_Work order_. Exactly reproduce the line containing "Task: locate the green" together with every line after it, through the end of the entries, and give nothing more.

Referring expression pointing data:
----

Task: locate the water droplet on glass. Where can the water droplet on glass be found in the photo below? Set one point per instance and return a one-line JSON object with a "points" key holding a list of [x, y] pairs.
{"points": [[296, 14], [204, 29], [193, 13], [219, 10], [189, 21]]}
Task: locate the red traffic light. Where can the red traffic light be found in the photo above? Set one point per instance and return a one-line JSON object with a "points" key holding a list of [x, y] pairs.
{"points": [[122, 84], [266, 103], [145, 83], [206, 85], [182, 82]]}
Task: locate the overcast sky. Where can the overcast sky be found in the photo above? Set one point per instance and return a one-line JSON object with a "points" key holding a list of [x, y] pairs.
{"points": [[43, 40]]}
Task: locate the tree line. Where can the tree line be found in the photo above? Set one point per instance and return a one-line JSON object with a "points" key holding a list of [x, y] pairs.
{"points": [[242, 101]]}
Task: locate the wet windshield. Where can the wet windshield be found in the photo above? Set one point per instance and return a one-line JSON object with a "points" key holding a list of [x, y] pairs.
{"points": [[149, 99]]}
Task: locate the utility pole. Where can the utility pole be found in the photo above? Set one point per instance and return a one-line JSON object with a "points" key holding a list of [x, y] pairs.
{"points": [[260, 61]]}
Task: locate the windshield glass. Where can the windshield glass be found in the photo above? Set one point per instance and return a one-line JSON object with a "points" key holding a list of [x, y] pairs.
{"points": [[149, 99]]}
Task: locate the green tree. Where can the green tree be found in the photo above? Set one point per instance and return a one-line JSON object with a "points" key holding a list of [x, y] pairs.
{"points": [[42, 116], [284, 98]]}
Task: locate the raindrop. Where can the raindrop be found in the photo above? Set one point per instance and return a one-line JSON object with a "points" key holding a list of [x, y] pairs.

----

_Result of this task_.
Task: locate the green tree. Where can the green tree be found in the photo above? Set one point per instance and return a one-line JSON object with a "points" key holding a list of [x, y] pairs.
{"points": [[42, 116], [284, 98]]}
Task: locate the raindrop. Where can the raindrop be found in the photo above? Set one point per instance and return a one-line JSON object with a "points" key holding a list of [x, y] pairs.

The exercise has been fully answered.